● What the task requires: Counting only lines that contain the string "below", how many are there in the data? Say the number alone.

● Data to process:
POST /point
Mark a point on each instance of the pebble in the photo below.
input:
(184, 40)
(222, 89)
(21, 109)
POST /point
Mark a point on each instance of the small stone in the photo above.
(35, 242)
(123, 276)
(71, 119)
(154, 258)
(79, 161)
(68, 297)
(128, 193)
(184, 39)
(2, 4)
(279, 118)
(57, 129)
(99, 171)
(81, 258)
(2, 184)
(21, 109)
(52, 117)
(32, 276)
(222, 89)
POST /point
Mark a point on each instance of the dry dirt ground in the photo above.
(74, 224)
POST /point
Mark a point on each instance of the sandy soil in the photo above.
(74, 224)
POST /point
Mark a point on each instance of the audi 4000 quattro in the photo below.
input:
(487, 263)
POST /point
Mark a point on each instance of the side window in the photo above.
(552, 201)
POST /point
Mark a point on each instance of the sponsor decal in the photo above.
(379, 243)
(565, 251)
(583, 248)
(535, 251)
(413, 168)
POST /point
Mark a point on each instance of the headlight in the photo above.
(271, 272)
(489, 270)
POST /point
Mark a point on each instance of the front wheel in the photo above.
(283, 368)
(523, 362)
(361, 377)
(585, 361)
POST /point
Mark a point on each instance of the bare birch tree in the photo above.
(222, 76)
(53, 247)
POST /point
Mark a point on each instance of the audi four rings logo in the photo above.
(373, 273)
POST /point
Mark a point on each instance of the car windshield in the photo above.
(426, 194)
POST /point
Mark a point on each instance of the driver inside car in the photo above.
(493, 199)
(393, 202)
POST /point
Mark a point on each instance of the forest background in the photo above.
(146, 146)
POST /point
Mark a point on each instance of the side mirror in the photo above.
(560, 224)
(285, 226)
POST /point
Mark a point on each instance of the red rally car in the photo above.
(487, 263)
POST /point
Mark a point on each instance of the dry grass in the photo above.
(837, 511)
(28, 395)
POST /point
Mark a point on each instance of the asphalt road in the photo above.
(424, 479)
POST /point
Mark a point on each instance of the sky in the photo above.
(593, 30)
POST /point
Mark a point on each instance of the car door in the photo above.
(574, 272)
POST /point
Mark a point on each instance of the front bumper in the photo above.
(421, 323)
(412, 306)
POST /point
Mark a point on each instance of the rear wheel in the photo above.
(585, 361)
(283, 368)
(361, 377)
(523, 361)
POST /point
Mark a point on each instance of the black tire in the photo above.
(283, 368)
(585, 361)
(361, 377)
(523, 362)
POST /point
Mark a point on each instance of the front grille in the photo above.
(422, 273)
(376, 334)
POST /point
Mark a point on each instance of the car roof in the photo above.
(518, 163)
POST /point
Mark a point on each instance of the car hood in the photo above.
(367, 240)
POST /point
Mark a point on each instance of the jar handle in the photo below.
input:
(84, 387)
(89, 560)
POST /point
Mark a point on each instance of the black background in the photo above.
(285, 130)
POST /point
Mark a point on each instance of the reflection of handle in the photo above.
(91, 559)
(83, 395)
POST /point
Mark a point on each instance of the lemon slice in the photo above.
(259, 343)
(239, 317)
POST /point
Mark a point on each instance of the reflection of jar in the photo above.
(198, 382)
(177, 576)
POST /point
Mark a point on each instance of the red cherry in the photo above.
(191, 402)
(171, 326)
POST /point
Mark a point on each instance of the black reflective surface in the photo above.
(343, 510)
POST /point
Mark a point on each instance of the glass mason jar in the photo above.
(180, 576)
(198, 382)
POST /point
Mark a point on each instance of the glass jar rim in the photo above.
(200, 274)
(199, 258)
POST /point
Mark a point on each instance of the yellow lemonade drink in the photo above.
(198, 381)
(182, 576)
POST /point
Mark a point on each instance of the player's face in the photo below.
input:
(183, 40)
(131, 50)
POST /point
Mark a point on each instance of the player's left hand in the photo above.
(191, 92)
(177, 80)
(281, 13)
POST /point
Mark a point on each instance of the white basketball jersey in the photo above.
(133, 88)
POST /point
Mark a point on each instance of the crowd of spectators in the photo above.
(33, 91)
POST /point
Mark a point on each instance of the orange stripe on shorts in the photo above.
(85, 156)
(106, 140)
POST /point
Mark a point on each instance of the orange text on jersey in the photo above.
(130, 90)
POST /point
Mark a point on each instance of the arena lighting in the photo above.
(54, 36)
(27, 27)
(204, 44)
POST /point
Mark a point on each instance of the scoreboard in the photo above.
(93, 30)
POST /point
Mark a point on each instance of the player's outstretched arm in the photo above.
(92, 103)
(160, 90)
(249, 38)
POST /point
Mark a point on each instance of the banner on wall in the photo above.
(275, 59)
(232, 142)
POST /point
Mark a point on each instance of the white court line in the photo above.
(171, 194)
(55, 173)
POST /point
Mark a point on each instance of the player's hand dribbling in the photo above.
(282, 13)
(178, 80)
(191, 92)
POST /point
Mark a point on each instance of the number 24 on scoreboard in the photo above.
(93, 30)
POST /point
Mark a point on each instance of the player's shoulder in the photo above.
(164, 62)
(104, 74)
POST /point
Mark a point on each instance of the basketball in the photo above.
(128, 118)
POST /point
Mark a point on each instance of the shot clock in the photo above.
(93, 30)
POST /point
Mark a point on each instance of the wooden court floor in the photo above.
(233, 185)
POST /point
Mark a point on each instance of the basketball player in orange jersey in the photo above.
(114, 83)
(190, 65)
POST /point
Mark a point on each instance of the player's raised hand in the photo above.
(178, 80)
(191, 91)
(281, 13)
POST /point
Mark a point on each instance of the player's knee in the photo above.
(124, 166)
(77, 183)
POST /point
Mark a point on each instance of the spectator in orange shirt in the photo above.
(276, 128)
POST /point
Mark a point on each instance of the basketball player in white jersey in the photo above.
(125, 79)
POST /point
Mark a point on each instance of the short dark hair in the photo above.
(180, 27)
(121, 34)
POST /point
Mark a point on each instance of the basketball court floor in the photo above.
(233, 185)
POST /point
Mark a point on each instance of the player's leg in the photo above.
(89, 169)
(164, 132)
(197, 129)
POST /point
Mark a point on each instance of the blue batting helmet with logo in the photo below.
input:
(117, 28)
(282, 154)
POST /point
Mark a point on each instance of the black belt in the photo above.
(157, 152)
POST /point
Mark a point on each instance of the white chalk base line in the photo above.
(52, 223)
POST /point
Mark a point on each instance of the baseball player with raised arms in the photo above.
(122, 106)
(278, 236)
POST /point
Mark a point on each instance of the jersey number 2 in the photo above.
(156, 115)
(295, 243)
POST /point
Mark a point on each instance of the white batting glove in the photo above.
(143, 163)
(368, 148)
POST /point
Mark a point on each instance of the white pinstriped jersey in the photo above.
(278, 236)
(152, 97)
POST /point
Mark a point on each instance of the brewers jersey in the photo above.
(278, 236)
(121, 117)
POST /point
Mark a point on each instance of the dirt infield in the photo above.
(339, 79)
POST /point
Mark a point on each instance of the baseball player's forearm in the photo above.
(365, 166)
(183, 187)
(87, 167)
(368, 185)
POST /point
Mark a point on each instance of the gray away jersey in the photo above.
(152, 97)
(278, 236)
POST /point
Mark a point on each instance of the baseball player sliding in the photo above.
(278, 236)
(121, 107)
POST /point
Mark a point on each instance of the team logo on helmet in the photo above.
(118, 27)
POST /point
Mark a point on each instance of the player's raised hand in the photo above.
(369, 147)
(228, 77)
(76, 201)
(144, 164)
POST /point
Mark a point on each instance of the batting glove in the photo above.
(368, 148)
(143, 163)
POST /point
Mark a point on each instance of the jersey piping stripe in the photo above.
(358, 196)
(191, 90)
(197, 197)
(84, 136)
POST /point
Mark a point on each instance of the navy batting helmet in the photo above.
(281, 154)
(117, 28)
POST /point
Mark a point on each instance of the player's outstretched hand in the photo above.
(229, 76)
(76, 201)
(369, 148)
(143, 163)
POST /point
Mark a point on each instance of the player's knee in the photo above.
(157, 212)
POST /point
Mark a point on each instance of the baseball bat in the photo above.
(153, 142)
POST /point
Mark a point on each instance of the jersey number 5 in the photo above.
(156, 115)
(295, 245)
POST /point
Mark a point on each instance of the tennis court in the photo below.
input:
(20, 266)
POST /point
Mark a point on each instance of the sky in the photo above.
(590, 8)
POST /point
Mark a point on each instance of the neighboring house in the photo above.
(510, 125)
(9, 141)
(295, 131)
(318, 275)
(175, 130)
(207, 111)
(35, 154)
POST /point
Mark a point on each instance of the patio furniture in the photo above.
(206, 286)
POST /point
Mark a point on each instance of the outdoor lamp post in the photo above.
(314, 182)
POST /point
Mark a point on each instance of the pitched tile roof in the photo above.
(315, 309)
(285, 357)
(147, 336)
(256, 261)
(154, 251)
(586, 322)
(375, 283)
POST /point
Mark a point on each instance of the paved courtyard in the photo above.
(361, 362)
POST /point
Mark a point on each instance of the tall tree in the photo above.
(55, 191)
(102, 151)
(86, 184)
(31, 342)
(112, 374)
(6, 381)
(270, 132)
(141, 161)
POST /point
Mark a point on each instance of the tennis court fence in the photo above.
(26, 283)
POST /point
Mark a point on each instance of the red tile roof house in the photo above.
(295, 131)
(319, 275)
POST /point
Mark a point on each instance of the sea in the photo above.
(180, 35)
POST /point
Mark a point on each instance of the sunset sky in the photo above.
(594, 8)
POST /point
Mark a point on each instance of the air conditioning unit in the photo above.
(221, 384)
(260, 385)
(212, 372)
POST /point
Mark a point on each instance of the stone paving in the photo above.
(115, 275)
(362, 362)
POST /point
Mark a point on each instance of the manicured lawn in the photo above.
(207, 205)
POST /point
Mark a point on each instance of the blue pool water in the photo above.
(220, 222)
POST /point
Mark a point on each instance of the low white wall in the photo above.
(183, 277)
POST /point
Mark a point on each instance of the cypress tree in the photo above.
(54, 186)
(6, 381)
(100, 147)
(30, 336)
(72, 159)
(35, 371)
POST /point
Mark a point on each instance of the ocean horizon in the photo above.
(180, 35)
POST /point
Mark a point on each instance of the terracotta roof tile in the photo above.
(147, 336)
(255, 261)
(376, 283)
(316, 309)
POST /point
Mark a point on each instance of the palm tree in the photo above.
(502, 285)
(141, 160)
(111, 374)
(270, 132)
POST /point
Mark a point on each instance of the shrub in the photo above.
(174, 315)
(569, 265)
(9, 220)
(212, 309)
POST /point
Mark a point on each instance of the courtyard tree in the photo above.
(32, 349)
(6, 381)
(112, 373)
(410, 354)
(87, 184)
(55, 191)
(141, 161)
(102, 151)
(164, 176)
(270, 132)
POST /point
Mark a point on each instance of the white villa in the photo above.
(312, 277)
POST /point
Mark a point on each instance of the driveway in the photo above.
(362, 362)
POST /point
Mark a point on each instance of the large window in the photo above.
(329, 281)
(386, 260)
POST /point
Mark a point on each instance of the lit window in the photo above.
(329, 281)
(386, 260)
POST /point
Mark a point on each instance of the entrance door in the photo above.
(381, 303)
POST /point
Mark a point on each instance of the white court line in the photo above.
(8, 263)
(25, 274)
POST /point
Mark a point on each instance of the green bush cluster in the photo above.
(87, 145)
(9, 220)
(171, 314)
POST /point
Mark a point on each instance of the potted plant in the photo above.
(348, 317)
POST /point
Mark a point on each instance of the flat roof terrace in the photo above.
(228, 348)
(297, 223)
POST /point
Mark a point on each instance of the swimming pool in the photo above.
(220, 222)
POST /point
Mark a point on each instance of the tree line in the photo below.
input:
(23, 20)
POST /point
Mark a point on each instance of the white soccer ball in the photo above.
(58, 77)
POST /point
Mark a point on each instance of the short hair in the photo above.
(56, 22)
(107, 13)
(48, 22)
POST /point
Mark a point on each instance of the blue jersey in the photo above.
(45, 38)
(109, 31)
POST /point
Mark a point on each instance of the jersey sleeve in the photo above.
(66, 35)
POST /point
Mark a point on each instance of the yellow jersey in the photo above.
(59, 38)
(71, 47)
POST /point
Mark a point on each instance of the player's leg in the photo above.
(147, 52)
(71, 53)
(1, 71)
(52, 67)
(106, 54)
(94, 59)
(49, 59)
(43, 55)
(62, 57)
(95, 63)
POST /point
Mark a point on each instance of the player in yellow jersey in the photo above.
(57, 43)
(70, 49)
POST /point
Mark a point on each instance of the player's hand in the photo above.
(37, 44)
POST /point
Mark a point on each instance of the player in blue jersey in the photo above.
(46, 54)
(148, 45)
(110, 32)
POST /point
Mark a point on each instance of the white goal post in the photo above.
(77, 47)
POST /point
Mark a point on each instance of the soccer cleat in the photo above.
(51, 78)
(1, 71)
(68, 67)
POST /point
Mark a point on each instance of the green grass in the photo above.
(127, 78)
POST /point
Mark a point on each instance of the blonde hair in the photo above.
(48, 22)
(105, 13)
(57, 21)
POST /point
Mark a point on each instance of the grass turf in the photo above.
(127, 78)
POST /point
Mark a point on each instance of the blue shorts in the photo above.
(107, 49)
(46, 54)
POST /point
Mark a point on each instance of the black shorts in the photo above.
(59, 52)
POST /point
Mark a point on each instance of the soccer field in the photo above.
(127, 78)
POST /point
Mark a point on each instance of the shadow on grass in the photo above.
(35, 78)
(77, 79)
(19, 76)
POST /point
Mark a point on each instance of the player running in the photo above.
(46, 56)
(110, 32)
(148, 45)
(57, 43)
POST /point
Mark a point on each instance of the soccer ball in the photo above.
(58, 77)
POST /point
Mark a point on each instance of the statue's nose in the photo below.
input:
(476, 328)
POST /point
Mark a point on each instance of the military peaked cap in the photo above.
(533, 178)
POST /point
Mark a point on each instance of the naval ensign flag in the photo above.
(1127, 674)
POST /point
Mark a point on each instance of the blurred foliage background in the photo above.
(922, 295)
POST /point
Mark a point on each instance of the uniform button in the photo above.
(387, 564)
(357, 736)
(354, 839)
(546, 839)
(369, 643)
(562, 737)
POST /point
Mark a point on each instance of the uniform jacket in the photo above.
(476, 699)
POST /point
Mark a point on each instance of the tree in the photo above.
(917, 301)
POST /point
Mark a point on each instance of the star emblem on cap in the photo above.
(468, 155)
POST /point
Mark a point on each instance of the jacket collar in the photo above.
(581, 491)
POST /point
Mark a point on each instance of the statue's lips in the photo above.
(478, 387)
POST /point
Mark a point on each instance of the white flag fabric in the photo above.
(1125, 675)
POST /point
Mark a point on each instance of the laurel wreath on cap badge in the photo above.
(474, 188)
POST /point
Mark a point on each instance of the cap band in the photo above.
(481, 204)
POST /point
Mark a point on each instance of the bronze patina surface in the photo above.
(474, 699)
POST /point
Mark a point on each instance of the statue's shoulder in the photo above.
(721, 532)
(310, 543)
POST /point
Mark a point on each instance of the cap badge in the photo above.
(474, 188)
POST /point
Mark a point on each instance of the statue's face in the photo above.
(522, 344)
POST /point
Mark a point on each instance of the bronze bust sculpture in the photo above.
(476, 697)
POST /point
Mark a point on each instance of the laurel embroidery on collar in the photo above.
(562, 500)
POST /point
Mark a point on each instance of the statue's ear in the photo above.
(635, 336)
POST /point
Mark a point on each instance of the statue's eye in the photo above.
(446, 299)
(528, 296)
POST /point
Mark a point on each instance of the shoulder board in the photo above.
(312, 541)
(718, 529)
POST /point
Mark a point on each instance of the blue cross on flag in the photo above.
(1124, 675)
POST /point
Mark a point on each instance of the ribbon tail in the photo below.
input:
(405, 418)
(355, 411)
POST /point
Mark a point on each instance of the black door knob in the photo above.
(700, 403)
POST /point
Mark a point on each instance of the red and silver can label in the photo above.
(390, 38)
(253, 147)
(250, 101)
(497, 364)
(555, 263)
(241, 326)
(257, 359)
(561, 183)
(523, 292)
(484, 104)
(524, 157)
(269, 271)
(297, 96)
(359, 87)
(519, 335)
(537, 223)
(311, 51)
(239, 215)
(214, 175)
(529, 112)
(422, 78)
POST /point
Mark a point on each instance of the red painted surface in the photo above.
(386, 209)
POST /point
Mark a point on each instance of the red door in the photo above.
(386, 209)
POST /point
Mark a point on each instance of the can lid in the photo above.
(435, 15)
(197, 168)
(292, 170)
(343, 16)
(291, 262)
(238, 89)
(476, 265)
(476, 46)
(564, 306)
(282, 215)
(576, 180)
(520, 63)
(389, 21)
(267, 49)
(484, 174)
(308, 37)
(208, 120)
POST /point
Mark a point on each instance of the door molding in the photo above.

● Answer space: 9